:: Problem 1 ::
Using the text on Christian Ulmen, decide whether each statement agrees with it: (a) Ulmen began his television career in 1996 as a video jockey on MTV Europe; (b) Ulmen and Huberta married in 1999; (c) Ulmen and Nora Tschirner play investigators in Tatort episodes set in Berlin. Answer yes or no for each, quoting the words of the text that decide it.

## start Text section

Christian Ulmen (born 22 September 1975) is a German entertainer, actor, voice actor and audiobook narrator.

Career
Ulmen was born in Neuwied. He started his television career in 1996 as a video jockey on MTV Europe. He is known for his creative, and sometimes provocative, humour, which he displayed in TV shows such as Unter Ulmen or Mein neuer Freund, the German adaptation of Channel 4's My New Best Friend, and the award-winning TV series Dr. Psycho – Die Bösen, die Bullen, meine Frau und ich. Ulmen has also appeared in leading roles in successful cinema productions including Berlin Blues (2003), the screenplay Atomised (2006), based on Michel Houellebecq's novel of the same title, and Men in the City directed by Simon Verhoeven and released in October 2009.

Since 2013, Ulmen and Nora Tschirner play a team of investigators in the Weimar-based episodes of the Tatort series.

Personal life
Ulmen is agnostic.

Ulmen met his future wife Huberta in 1999 and they eventually married in 2005. They have a son together, but divorced in 2010.

In August 2010, Ulmen met Collien Fernandes and the couple married on 22 June 2011. They welcomed their first child in April 2012.

## end Text section

:: Problem 2 ::
Retype part of the listing, beginning at the line that has "Point out the hazy glow" and continuing through the last line of the listing.

## start Given data

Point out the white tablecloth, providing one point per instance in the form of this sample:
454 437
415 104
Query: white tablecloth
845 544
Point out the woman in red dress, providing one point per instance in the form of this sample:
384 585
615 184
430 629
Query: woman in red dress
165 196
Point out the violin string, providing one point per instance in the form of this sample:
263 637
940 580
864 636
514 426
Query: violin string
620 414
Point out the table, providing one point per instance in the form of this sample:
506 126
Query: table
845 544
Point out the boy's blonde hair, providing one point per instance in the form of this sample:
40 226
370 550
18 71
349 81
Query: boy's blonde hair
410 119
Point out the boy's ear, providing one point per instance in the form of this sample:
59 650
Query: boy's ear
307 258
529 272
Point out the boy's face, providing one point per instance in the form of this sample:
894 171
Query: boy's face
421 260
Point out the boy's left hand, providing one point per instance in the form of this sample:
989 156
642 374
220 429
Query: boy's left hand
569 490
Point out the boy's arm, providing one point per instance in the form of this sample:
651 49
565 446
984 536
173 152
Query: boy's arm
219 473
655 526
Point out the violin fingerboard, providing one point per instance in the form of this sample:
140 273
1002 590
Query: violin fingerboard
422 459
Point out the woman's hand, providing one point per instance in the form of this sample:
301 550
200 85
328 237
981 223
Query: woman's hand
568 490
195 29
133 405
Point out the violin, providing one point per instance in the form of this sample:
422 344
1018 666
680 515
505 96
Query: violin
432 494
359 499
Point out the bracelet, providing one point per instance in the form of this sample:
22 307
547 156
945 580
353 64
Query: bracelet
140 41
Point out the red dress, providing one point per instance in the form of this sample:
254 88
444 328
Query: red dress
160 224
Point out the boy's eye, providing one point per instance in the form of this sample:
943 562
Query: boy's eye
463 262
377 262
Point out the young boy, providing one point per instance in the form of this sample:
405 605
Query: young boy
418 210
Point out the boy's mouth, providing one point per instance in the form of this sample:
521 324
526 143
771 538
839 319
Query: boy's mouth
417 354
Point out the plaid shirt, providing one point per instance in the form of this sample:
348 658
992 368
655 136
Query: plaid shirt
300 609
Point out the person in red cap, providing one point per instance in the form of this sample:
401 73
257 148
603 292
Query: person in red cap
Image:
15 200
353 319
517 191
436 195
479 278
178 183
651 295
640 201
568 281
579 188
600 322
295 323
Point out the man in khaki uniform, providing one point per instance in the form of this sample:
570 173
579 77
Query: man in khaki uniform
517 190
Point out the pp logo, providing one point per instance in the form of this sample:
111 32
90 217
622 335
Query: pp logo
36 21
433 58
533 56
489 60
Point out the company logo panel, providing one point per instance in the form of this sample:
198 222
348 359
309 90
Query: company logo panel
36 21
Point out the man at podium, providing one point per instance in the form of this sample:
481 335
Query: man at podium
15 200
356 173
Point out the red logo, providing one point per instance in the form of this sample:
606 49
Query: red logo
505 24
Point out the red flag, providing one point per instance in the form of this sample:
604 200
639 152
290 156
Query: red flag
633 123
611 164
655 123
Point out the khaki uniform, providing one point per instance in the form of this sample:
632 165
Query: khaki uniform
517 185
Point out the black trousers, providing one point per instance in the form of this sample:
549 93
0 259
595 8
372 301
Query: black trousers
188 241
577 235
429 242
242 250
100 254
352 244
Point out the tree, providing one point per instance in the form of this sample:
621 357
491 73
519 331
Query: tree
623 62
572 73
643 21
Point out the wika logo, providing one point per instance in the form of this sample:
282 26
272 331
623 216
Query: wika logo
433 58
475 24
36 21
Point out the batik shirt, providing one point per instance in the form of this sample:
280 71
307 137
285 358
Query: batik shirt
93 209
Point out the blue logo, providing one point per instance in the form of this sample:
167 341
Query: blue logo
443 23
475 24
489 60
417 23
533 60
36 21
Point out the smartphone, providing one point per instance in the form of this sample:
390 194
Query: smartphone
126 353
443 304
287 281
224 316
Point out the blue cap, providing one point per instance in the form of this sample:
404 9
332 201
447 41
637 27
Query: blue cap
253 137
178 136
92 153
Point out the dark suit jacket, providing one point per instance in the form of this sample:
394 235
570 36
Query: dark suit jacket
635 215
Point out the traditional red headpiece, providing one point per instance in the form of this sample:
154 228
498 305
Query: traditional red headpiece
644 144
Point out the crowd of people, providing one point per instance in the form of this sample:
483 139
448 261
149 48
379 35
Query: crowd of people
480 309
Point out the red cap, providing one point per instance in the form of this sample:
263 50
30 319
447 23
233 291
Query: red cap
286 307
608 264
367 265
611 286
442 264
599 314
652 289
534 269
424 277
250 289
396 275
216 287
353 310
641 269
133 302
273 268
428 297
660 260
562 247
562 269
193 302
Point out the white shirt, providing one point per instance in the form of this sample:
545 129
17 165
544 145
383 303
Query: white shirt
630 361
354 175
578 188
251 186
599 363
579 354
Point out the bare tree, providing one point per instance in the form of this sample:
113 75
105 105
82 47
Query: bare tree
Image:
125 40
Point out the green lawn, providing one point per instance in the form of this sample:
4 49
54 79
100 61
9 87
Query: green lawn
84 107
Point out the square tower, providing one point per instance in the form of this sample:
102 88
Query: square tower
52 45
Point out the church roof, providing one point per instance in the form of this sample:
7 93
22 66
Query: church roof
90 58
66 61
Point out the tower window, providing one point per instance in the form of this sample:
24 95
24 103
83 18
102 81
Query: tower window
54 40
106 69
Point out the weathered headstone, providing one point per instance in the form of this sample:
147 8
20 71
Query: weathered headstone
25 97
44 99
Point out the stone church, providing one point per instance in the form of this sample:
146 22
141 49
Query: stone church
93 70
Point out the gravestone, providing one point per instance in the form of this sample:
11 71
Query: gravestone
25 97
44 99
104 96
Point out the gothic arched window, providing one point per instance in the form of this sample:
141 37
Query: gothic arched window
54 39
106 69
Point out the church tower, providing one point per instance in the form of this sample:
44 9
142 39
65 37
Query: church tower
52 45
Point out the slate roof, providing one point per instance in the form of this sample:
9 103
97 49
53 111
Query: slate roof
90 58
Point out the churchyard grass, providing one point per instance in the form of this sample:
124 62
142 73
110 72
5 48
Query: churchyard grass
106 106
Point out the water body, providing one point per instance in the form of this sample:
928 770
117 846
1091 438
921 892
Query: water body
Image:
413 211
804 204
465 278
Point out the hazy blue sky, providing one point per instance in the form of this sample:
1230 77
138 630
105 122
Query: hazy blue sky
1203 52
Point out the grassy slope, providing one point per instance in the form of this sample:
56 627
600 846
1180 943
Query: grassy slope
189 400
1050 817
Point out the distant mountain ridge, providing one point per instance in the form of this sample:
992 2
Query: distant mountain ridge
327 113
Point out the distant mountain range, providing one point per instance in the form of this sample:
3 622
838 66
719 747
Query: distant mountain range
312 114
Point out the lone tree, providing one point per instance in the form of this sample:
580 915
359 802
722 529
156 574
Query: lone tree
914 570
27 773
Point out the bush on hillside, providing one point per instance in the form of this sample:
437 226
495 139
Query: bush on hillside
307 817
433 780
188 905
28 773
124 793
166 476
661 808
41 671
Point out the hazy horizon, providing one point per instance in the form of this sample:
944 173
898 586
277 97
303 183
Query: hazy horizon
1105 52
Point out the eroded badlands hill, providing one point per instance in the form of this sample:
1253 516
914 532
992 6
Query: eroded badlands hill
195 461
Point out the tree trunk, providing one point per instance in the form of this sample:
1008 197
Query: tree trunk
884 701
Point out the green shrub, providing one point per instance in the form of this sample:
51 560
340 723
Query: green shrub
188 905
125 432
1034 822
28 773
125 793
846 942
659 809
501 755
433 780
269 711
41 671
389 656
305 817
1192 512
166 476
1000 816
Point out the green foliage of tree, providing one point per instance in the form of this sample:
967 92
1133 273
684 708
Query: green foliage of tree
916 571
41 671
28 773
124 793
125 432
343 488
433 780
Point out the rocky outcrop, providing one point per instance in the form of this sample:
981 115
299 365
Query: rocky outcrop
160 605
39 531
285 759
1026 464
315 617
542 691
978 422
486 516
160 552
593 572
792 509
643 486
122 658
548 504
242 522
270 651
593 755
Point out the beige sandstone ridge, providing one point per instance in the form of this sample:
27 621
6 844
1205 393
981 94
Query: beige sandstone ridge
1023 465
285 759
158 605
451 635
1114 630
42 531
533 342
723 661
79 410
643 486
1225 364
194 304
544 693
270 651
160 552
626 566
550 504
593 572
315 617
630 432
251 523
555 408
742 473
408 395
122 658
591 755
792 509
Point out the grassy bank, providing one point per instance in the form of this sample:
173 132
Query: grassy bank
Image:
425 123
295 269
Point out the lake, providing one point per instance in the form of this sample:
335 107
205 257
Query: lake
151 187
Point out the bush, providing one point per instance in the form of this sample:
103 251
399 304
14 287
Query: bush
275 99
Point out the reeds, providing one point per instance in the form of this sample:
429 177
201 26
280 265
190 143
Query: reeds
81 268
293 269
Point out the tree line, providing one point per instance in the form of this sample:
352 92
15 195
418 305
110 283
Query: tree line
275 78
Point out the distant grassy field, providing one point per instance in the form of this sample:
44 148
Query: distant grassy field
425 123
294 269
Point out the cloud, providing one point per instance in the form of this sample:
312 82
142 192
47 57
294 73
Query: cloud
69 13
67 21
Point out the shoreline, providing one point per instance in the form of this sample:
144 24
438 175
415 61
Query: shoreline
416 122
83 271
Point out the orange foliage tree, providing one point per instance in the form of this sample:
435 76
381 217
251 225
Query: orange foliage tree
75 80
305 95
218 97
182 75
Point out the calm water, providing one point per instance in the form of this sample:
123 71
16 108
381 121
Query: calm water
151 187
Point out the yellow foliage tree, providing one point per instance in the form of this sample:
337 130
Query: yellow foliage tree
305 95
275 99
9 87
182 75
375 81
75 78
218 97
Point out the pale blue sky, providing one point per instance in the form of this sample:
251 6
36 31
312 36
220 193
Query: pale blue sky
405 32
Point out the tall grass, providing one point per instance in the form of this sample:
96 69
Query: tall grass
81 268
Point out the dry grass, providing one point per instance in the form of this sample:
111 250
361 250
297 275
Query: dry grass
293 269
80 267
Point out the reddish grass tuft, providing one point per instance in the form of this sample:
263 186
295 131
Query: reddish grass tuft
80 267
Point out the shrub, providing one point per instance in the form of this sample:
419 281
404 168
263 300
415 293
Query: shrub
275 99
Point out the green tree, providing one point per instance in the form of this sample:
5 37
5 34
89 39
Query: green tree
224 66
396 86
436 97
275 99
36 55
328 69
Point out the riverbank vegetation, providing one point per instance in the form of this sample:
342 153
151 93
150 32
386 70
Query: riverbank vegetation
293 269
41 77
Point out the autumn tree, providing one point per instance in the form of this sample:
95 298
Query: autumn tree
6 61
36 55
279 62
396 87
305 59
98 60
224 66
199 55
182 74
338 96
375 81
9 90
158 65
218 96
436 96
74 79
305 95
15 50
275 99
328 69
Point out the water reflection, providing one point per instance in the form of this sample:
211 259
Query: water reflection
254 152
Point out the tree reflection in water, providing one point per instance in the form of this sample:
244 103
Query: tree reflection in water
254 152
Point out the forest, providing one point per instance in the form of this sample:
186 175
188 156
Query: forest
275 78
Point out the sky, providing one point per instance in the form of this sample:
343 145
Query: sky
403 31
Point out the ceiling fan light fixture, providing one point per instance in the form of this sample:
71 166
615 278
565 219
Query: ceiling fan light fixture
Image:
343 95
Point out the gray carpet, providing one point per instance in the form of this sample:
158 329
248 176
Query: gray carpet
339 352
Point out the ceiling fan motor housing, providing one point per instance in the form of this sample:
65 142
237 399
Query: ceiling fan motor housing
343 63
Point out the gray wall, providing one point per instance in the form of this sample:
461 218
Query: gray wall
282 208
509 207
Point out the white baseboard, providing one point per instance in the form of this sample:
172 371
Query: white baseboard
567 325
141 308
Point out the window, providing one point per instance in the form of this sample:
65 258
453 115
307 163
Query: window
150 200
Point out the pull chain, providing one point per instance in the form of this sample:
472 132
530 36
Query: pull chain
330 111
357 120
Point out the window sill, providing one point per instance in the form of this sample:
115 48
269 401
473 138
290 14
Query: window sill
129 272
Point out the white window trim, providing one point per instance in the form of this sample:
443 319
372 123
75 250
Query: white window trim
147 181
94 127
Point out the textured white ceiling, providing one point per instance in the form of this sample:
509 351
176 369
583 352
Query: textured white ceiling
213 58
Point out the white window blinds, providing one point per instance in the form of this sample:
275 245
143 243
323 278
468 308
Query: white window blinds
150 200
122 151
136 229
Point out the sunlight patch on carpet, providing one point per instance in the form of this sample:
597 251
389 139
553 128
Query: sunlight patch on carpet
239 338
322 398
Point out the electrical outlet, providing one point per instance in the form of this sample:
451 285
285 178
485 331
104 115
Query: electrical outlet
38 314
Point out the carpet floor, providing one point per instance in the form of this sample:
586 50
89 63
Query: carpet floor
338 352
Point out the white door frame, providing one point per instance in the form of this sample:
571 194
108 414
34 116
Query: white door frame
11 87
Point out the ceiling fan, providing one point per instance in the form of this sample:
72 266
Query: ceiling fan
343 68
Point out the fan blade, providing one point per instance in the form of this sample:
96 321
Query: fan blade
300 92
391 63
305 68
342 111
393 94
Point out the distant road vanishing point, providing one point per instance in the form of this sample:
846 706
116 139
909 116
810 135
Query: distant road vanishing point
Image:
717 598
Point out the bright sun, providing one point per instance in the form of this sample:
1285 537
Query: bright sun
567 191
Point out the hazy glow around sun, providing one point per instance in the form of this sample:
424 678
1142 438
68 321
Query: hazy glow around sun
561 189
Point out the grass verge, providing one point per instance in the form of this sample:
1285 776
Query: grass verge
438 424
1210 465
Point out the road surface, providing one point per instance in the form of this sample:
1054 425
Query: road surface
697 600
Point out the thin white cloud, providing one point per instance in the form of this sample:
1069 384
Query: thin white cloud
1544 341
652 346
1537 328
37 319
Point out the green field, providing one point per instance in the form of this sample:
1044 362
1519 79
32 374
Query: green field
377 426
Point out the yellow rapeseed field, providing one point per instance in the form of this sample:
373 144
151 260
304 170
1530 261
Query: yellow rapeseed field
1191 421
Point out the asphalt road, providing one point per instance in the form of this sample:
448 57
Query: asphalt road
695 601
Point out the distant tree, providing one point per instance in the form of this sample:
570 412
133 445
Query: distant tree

## end Given data

:: Task solution 1 ::
(a) Yes: "He started his television career in 1996 as a video jockey on MTV Europe."
(b) No: "Ulmen met his future wife Huberta in 1999 and they eventually married in 2005."
(c) No: "Since 2013, Ulmen and Nora Tschirner play a team of investigators in the Weimar-based episodes of the Tatort series."

:: Task solution 2 ::
Point out the hazy glow around sun, providing one point per instance in the form of this sample:
424 678
1142 438
68 321
Query: hazy glow around sun
561 189
Point out the grass verge, providing one point per instance in the form of this sample:
1285 776
Query: grass verge
438 424
1210 465
Point out the road surface, providing one point per instance in the form of this sample:
1054 425
Query: road surface
697 600
Point out the thin white cloud, providing one point per instance in the form of this sample:
1069 384
Query: thin white cloud
1544 341
652 346
1537 328
37 319
Point out the green field, providing one point per instance in the form of this sample:
1044 362
1519 79
32 374
Query: green field
377 426
Point out the yellow rapeseed field, providing one point per instance in the form of this sample:
373 144
151 260
304 170
1530 261
Query: yellow rapeseed field
1191 421
Point out the asphalt road, providing one point per instance in the form of this sample:
448 57
Query: asphalt road
695 601
Point out the distant tree, providing one point per instance in the form of this sample:
570 412
133 445
Query: distant tree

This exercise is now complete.